> [Study text]
Despite having a nesting partner who is cis, dating another (polyamorous) trans person for O’Sullivan, in hindsight, felt deeply needed in their life. While it hasn’t been a prerequisite for dating, getting to experience T4T dating with Felix has been a highlight.
For Felix, dating another trans person is special. “I feel at home when I am with Mo, who still carries and experiences their own personal journey. There is something empowering to be with someone who understands the nuance of being trans and there is an unspoken bond of someone who can respect, honor, and care for you and your body in the way that feels euphoric.”
For O’Sullivan, this particular relationship was special to them because as their relationship with Felix formed, they had top surgery, a procedure Felix themself had gone through as well. “There’s this beautiful understanding of who we are and feeling seen that I think a younger version of myself never imagined could exist,” O’Sullivan said. “It has absolutely helped me to love myself in a new way and heal a lot of feelings of shame and fear.”
Dating O’Sullivan helped Felix, who disclosed having been in relationships with multiple people who are cis, realize what might have been missing from previous relationships.
“There is a level of nuance that cis folks do not understand and can never understand, even if they are doing their best and are the most supportive,” Felix said. “For myself personally and my own experiences with cis folks, I feel like I had to constantly explain, re-explain, and even justify my existence as a trans person in our relationship.”
In addition to dating O’Sullivan, Felix is also in relationships with two other trans people and told Reckon that they feel “incredibly lucky” to be surrounded by an abundance of T4T love.

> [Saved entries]

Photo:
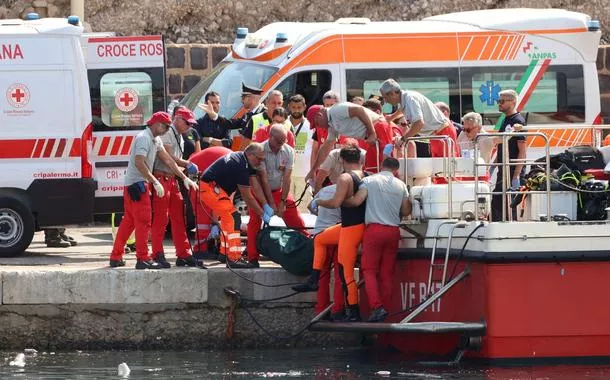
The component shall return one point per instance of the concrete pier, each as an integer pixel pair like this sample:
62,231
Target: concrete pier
63,298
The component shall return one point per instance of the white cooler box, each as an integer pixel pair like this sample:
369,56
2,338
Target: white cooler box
430,201
562,202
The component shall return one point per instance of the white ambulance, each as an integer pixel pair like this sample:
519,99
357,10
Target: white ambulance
55,158
463,59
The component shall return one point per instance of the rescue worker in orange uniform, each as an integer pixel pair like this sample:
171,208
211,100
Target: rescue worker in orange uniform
206,231
171,204
347,235
235,171
136,195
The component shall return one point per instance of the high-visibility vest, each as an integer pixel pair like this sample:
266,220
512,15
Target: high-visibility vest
259,121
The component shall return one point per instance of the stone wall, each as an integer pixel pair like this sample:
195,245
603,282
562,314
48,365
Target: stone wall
205,21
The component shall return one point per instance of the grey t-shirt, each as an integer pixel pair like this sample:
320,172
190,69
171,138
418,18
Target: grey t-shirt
341,124
326,216
416,106
385,196
173,139
144,145
275,165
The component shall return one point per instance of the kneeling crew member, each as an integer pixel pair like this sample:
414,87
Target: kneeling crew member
387,199
136,196
234,171
171,204
347,235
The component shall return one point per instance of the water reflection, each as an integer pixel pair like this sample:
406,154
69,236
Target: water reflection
320,363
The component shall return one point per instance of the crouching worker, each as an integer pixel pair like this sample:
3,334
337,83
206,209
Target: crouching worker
238,170
346,235
136,196
387,200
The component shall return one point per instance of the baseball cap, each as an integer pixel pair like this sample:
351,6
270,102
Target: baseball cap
160,117
186,114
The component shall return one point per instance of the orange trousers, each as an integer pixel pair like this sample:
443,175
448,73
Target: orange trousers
348,239
222,207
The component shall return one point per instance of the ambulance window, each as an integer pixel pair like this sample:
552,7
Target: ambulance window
439,84
556,97
126,99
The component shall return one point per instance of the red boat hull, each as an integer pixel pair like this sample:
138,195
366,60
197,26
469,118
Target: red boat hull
532,310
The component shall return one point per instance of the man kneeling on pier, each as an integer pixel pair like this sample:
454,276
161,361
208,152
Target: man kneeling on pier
387,200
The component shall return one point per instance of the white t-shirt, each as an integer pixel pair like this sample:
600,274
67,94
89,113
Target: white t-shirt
302,149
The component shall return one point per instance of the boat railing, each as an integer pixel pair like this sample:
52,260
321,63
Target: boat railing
504,168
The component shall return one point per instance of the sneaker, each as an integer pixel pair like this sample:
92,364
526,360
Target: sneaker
160,259
58,243
67,238
378,315
240,264
188,261
117,263
147,264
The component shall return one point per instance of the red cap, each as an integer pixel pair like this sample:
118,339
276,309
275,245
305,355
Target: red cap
160,117
186,114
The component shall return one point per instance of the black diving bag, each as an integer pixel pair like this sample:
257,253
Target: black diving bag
288,248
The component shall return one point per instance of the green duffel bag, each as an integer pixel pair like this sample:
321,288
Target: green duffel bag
288,248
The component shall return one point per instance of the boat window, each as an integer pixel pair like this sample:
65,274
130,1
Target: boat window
438,84
555,97
226,79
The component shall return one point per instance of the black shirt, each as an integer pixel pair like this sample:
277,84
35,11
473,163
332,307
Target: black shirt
190,137
513,143
230,171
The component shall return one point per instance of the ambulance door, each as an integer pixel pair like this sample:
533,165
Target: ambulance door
127,85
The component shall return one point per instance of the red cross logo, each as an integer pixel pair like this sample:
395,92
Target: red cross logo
18,95
126,99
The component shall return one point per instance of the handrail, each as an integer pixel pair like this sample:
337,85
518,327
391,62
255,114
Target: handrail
506,167
448,163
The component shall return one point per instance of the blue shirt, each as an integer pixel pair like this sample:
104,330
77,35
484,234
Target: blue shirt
230,171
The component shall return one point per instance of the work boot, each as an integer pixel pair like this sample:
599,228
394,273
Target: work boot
188,261
378,315
117,263
57,242
160,259
239,264
352,314
147,264
67,238
311,285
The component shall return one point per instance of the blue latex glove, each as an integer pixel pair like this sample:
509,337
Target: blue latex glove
267,218
192,168
214,232
387,150
314,205
268,210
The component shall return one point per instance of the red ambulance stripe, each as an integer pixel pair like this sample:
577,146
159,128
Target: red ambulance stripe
49,148
104,146
60,148
116,146
16,148
75,151
124,39
126,145
38,148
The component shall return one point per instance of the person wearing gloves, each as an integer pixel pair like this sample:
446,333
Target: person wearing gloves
137,193
171,204
237,170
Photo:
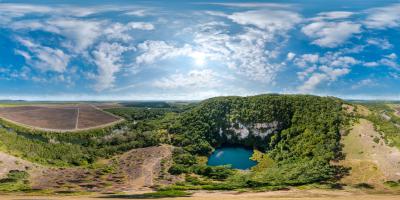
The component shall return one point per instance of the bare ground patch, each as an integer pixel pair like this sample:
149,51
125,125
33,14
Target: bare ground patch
58,117
371,160
135,170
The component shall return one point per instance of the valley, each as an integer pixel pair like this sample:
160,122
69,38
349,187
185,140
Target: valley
304,146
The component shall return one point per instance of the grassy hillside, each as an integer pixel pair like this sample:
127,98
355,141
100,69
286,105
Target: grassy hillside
300,134
297,137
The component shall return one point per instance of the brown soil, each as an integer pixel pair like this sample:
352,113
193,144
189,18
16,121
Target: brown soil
58,117
220,195
135,170
8,163
371,162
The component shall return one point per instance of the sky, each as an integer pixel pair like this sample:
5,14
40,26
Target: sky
192,50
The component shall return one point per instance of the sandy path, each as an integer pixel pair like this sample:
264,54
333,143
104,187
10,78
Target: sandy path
275,195
387,158
9,162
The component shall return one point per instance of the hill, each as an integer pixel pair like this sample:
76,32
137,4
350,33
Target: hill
297,141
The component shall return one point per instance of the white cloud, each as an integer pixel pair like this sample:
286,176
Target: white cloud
383,17
107,58
381,43
141,25
312,82
322,69
80,33
306,60
363,83
205,78
290,56
388,60
42,57
270,20
153,51
138,13
121,31
333,15
254,5
331,34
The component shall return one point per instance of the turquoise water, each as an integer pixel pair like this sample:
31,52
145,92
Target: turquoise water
237,157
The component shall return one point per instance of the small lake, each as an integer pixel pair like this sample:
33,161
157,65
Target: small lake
237,157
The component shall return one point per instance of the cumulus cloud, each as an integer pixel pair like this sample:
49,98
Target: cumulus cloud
80,33
383,17
121,31
153,51
254,5
107,57
381,43
387,60
331,34
312,82
317,69
205,78
363,83
271,20
42,57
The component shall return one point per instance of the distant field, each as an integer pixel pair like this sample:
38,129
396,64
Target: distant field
58,117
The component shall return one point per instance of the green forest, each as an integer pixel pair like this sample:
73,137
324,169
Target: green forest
297,137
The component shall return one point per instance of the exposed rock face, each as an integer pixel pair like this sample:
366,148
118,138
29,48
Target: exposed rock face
243,131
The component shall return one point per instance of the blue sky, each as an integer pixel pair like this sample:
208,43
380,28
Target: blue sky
141,50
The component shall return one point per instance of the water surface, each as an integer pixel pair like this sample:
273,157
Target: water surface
237,157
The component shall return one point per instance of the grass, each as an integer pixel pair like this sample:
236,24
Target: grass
151,195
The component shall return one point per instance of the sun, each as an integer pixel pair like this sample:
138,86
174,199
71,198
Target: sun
199,58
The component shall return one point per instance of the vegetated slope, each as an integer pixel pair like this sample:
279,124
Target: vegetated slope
299,132
371,160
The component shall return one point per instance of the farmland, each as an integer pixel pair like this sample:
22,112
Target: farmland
68,117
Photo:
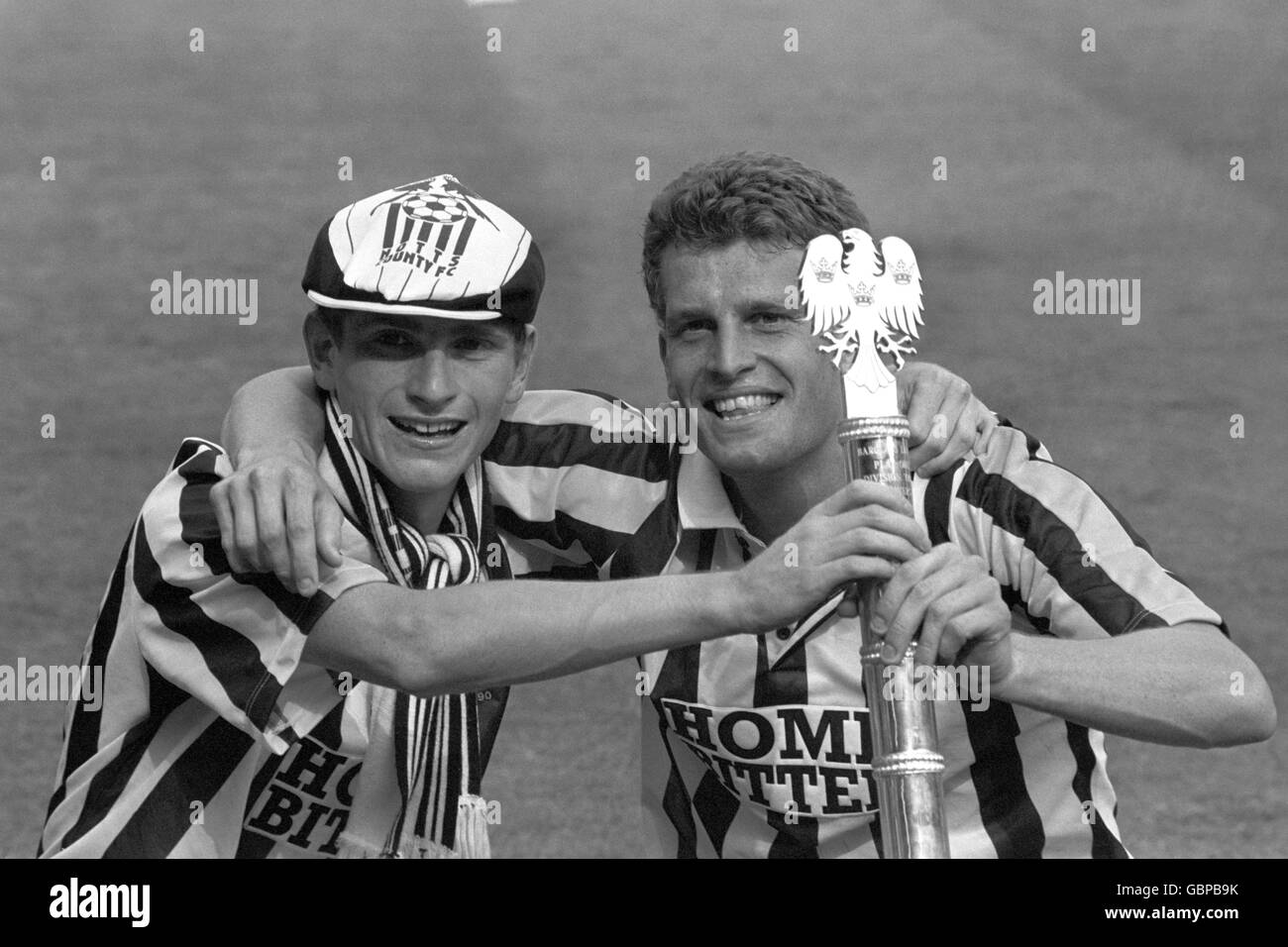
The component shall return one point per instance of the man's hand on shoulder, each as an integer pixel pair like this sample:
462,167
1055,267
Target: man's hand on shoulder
947,420
275,514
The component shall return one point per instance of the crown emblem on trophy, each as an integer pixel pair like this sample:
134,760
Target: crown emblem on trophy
824,270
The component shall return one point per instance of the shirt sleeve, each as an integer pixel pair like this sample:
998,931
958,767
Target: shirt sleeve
1067,560
574,474
232,641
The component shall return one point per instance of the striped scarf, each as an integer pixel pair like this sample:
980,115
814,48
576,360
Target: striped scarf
425,748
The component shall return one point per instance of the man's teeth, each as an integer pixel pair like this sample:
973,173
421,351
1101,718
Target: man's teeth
429,429
743,402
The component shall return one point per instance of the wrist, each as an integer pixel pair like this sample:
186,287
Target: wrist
1016,678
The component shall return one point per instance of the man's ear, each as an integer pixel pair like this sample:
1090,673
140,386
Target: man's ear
322,351
523,365
661,351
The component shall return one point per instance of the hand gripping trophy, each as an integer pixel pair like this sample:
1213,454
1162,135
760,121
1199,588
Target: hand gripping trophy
866,300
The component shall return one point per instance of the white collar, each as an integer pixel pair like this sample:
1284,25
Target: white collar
700,497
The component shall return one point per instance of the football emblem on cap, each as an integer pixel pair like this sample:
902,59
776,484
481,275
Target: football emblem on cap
441,209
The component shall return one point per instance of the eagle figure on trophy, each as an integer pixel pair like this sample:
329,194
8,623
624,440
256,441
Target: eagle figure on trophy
866,299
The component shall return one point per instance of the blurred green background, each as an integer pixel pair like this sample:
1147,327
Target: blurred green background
1112,163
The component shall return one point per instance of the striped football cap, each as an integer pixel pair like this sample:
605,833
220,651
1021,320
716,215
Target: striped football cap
433,248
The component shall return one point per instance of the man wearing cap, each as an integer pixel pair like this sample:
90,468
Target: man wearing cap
244,719
759,745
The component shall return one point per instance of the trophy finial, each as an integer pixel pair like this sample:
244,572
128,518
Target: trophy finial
874,309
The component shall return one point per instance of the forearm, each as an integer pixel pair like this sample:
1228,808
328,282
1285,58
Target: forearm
271,412
1183,685
467,638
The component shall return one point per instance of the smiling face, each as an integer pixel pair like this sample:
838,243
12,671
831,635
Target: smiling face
425,395
767,399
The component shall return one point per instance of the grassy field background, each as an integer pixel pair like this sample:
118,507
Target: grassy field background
1112,163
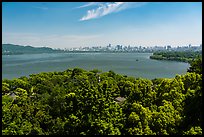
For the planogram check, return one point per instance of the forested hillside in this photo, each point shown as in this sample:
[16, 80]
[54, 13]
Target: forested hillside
[77, 101]
[183, 56]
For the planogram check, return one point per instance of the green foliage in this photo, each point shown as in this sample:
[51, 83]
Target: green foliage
[196, 66]
[184, 56]
[79, 102]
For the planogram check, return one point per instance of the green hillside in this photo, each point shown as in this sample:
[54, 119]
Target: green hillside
[80, 102]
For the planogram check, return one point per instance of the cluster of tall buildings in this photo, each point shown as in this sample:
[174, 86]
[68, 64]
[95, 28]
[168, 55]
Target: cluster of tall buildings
[121, 48]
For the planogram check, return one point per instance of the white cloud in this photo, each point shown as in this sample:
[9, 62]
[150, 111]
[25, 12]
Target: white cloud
[53, 41]
[42, 8]
[88, 5]
[108, 8]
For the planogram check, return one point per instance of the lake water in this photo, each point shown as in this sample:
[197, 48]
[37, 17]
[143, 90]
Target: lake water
[14, 66]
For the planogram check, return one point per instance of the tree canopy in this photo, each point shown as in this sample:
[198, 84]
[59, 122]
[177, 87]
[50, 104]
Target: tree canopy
[80, 102]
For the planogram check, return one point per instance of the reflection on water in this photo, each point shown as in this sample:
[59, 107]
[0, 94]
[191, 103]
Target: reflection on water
[130, 64]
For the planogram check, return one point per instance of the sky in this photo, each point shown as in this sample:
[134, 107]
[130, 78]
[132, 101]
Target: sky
[88, 24]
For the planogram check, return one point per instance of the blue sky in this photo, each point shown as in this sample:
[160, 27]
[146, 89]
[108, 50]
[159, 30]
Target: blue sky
[80, 24]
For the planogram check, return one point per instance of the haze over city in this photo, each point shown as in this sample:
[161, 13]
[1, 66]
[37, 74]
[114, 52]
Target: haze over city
[80, 24]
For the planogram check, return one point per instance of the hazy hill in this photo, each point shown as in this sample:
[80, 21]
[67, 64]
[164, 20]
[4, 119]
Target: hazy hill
[9, 49]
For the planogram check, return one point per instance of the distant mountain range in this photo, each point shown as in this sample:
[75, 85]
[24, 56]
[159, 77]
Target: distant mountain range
[11, 49]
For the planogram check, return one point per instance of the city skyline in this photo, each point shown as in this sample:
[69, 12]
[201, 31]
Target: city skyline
[80, 24]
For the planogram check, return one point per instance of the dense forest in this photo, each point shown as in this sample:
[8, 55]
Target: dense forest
[183, 56]
[77, 101]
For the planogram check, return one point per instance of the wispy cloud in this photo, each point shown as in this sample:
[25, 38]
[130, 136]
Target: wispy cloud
[108, 8]
[42, 8]
[88, 5]
[52, 40]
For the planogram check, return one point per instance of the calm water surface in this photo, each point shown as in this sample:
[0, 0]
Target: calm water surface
[14, 66]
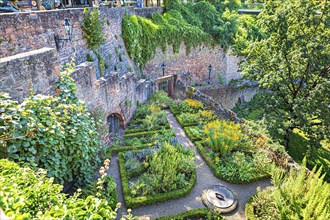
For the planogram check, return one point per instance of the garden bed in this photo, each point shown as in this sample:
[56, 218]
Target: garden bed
[194, 133]
[131, 178]
[219, 173]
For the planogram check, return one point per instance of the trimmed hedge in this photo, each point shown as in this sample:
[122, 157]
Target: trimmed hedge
[137, 130]
[249, 209]
[183, 124]
[214, 168]
[174, 112]
[144, 133]
[190, 135]
[201, 213]
[111, 150]
[147, 200]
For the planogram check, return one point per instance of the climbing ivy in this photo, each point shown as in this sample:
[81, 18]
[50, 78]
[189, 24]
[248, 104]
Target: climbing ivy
[52, 132]
[192, 24]
[92, 26]
[142, 36]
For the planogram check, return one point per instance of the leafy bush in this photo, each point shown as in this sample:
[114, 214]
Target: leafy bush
[195, 133]
[207, 115]
[241, 167]
[104, 188]
[179, 107]
[194, 104]
[169, 169]
[92, 26]
[26, 194]
[188, 119]
[160, 99]
[222, 137]
[298, 195]
[54, 133]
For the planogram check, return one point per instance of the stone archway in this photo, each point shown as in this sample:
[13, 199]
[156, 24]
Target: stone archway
[115, 121]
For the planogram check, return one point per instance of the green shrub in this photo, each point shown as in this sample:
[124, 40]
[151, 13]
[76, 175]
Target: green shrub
[240, 167]
[201, 213]
[26, 194]
[54, 133]
[107, 193]
[188, 119]
[195, 133]
[222, 137]
[157, 197]
[168, 169]
[297, 195]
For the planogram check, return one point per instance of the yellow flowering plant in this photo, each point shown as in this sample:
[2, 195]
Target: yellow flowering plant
[207, 115]
[222, 137]
[194, 104]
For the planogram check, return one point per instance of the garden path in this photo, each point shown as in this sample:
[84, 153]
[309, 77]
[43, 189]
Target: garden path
[205, 179]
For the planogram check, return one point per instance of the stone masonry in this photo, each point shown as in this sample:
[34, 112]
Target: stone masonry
[37, 70]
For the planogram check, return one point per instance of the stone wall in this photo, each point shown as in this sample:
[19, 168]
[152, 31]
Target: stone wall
[228, 96]
[196, 62]
[232, 69]
[37, 70]
[28, 31]
[180, 92]
[114, 95]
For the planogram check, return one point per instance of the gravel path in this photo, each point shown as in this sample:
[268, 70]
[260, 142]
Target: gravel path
[205, 179]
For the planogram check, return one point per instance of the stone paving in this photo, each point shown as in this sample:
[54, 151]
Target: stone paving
[205, 179]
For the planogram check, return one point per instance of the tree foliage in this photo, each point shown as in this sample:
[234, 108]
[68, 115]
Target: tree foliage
[292, 62]
[56, 133]
[27, 194]
[298, 195]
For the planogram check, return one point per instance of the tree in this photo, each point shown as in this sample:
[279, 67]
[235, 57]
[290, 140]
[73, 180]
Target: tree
[292, 63]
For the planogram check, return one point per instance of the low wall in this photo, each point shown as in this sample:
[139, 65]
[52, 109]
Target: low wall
[116, 95]
[36, 70]
[228, 96]
[180, 92]
[197, 63]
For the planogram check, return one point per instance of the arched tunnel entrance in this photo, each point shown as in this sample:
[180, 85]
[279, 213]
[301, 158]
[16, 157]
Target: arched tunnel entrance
[115, 122]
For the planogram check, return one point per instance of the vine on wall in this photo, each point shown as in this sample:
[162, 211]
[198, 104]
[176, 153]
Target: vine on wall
[192, 24]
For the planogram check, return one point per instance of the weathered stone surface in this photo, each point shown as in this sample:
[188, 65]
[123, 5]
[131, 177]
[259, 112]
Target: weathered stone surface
[25, 71]
[228, 96]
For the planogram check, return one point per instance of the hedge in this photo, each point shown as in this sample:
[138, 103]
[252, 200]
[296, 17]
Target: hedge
[249, 213]
[147, 200]
[201, 213]
[137, 130]
[144, 133]
[174, 112]
[214, 168]
[190, 135]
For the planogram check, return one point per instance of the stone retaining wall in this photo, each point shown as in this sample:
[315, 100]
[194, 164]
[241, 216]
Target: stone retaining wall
[228, 96]
[36, 70]
[182, 92]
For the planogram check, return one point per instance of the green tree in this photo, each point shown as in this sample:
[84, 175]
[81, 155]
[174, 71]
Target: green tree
[292, 62]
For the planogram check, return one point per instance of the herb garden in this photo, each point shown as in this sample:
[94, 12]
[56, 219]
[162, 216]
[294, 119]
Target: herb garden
[54, 165]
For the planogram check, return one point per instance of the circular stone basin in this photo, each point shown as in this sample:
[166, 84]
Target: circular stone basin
[220, 198]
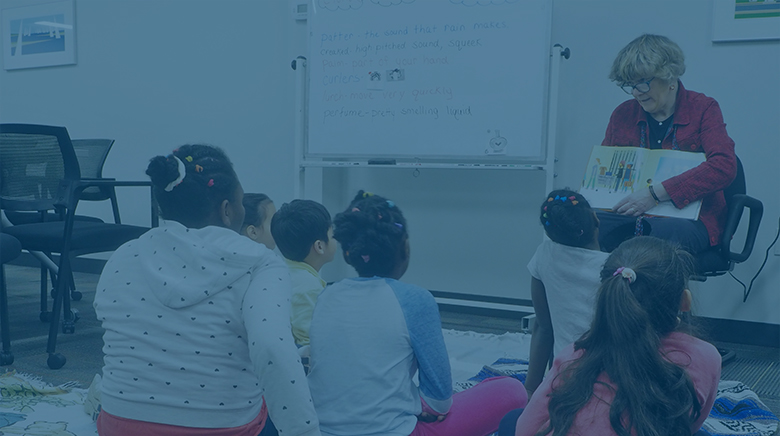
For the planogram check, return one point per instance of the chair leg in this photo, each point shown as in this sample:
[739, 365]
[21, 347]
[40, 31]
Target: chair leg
[56, 360]
[6, 357]
[115, 206]
[45, 315]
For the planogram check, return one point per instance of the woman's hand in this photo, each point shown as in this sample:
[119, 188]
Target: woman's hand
[429, 417]
[635, 204]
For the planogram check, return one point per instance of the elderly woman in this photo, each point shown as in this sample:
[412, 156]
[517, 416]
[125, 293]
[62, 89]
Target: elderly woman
[663, 114]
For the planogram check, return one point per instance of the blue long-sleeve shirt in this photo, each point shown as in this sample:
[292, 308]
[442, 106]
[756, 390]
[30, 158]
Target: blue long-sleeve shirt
[368, 339]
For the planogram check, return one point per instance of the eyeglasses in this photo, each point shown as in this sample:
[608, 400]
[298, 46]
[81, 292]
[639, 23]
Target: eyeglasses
[642, 87]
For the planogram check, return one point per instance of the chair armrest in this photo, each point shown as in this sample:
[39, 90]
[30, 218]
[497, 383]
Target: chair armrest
[738, 204]
[70, 191]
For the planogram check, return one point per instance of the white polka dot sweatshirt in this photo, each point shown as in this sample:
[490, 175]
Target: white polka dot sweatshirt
[198, 331]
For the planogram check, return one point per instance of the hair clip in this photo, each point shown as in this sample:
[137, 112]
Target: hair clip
[627, 273]
[182, 174]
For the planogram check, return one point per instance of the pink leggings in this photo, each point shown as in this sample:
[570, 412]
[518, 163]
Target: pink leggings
[477, 411]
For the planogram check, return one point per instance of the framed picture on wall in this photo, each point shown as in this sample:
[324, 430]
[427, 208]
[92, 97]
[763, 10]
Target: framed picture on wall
[745, 20]
[41, 35]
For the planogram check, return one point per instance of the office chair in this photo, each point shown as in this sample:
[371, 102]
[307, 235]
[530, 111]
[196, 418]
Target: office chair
[719, 259]
[40, 172]
[10, 248]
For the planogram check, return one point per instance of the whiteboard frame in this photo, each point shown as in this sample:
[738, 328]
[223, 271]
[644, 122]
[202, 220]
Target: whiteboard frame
[307, 181]
[443, 158]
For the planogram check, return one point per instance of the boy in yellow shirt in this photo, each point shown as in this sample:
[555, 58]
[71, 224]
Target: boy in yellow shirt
[303, 231]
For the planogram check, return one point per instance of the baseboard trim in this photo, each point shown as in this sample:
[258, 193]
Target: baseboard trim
[720, 330]
[483, 305]
[78, 264]
[740, 332]
[714, 329]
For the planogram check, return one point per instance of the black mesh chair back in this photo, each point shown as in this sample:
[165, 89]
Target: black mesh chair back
[92, 154]
[32, 167]
[40, 172]
[720, 259]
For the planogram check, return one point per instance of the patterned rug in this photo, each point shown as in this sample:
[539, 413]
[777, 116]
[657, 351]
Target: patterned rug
[31, 407]
[737, 410]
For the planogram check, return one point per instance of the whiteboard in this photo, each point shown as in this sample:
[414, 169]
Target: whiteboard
[426, 79]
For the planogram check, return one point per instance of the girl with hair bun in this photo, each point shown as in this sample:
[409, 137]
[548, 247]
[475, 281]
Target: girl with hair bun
[197, 320]
[633, 372]
[371, 334]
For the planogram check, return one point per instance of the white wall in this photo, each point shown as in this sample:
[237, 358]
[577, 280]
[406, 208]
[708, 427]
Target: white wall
[157, 74]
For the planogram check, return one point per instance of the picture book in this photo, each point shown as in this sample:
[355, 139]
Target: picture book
[615, 172]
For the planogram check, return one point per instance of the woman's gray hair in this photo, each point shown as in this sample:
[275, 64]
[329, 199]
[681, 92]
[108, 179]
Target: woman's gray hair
[648, 56]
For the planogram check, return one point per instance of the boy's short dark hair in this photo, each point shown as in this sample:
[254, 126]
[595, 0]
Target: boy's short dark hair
[297, 225]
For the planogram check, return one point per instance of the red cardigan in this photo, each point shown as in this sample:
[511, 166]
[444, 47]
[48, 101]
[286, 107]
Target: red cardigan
[699, 127]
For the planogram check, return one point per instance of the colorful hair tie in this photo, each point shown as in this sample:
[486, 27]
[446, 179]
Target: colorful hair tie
[627, 273]
[182, 174]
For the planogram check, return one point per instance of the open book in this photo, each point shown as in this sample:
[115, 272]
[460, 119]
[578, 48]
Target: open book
[615, 172]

> [To do]
1 > In the passage on T4T dating, what procedure did O'Sullivan have as their relationship with Felix formed?
2 > Please continue the passage on T4T dating from where it stops.

> [Task-by-task results]
1 > Top surgery.

2 >
For Valentine’s Day, O’Sullivan and Felix don’t have particular plans (or maybe too many plans), but the plans themselves are besides the point.
“My favorite part [about spending time with Morgan is] talking to one another, looking into each other’s eyes, being goofy, and laughing endlessly for hours,” Felix said.
“I have a feeling we’ll do a lot of snuggling and probably have an adventure,” O’Sullivan added. “We always get the adventure part right, no matter what day of the year it is.”
Jojo Brown & Bex Kuʻuleipoinaʻole (New York)
When Jojo Brown (she/her) moved to New York to have her Off-Broadway debut and spend time with her grandmother, her social life was stumped. But through her roommates, Brown paid a weekly visit to buy goods from Bex Kuʻuleipoinaʻole (all pronouns). In her routine, Brown quickly realized that she had feelings for Kuʻuleipoinaʻole.
“One day Jojo came to my apartment and never left,” Kuʻuleipoinaʻole said, cheekily.
Dating another trans person, for Brown, may or may not have been intentional. At that time, Brown had been shut out of social circles that were entirely cis and straight. While unpacking all the ways her experiences were gendered, she “found it most affirming to spend my time connecting with other trans people, but I definitely wasn’t looking to date or be in a relationship at all. And then we fell in love.”
The case was the same for Kuʻuleipoinaʻole, who never exclusively sought out to date trans people. Although sexually and romantically attached to many types of people, the longest relationships he has had have been with trans people. “The biggest difference for me is being able to easily discuss certain topics with a sense of mutual understanding and some shared experiences. We’re also able to share a lot of clothes (something cis people don’t do),” he said.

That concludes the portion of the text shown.